Point labeling examples:
## BEGIN

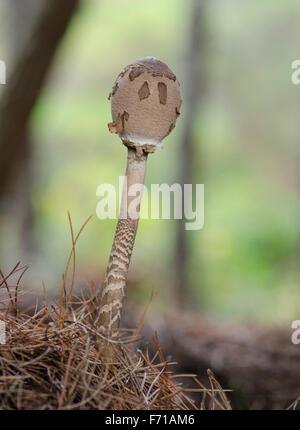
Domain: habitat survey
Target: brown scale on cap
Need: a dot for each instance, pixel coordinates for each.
(145, 103)
(149, 93)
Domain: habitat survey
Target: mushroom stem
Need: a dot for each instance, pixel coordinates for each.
(116, 274)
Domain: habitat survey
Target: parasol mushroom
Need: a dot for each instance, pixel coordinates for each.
(145, 103)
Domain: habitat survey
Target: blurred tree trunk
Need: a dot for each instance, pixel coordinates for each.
(194, 84)
(38, 29)
(23, 15)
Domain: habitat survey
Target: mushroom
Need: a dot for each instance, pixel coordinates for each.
(145, 103)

## END

▶ [Task to complete]: Reproduce the whole listing word for word, setting aside any pictures.

▶ [Answer to the task]:
Domain: habitat survey
Target: brown scale on cap
Need: a dot for each instance, pixel coordinates for each.
(145, 103)
(149, 93)
Domain: habitat survey
Target: mushroom stem
Need: a dot for each instance, pixel coordinates for each.
(116, 274)
Domain: habitat survey
Target: parasol mushroom
Need: a dot for each instance, pixel coordinates for each.
(145, 103)
Domain: habitat survey
Target: blurred tree trunk
Need: a dot for each instance, pixel coordinates for each.
(194, 84)
(38, 29)
(23, 15)
Domain: habitat survey
Target: mushroom
Need: a dot for each instance, pixel coordinates for each.
(145, 103)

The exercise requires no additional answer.